● **Aim**: Only those lines running from the line that contains "roof, one per instance" through the end of the material are to be written out, each exactly as shown.

━━ Entries supplied

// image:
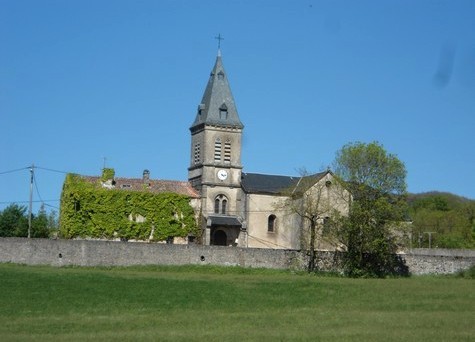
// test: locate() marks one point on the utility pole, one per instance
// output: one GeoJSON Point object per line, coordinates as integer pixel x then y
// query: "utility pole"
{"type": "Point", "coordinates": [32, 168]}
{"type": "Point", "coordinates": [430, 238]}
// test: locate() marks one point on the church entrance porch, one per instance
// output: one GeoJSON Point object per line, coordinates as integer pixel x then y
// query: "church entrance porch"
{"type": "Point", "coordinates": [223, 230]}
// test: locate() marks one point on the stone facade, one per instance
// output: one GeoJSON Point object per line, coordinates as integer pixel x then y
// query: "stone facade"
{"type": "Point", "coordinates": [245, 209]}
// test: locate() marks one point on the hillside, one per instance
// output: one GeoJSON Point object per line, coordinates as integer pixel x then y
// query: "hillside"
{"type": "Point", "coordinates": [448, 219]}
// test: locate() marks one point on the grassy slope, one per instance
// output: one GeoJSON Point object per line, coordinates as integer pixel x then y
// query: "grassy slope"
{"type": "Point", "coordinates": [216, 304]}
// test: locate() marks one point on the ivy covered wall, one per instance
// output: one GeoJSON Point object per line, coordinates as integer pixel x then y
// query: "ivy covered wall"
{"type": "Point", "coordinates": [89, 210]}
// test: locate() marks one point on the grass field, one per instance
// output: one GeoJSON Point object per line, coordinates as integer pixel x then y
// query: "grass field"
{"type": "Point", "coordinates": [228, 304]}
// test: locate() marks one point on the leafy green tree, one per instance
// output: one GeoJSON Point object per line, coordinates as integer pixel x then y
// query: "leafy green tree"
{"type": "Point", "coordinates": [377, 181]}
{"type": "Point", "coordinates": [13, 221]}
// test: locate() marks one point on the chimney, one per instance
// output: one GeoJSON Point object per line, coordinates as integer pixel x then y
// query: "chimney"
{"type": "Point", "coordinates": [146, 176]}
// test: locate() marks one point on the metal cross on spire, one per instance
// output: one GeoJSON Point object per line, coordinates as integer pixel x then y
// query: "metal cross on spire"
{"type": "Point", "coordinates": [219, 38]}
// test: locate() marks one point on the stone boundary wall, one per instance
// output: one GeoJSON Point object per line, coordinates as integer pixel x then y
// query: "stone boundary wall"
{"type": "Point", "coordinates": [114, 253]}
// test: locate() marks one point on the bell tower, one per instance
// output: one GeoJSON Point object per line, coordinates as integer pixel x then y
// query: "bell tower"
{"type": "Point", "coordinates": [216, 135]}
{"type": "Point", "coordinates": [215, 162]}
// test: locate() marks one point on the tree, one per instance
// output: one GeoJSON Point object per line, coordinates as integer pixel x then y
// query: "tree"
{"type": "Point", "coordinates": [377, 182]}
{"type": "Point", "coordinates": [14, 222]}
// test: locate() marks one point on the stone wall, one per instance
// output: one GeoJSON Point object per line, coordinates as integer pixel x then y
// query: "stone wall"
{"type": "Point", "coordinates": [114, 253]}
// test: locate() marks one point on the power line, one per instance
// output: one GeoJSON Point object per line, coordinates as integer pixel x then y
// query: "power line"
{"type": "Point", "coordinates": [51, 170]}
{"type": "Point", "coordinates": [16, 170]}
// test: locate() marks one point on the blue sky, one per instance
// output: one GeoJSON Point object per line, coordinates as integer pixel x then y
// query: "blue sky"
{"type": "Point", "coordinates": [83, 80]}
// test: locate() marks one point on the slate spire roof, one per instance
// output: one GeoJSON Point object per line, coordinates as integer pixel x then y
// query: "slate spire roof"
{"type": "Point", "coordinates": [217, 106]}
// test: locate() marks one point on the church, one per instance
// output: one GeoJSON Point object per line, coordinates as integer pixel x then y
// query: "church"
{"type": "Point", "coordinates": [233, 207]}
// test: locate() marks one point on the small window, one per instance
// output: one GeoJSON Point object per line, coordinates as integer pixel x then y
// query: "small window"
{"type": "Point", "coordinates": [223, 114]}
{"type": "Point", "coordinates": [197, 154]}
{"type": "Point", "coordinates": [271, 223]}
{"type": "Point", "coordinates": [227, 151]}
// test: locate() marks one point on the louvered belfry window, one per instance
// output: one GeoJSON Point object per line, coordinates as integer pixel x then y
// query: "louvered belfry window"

━━━━

● **Output of the task**:
// test: locate() marks one point on the slate spire roof, one per instance
// output: one GeoJSON Point object per line, coordinates as integer pixel x then y
// query: "slate spire roof"
{"type": "Point", "coordinates": [217, 106]}
// test: locate() marks one point on the church, one per instance
// output: one GeoJSON Point object per line, coordinates as integer pixel x then y
// query: "church"
{"type": "Point", "coordinates": [233, 207]}
// test: locate() marks one point on the small window, one per instance
// output: one GeoJSON Point object per line, coordinates as integer pixel x then y
// query: "small window"
{"type": "Point", "coordinates": [223, 114]}
{"type": "Point", "coordinates": [197, 154]}
{"type": "Point", "coordinates": [271, 223]}
{"type": "Point", "coordinates": [227, 151]}
// test: locate() marks one point on the louvered belfry window, one per instance
// output: one GeoJSON Point object per line, coordinates as integer pixel x then y
// query: "louvered belfry window"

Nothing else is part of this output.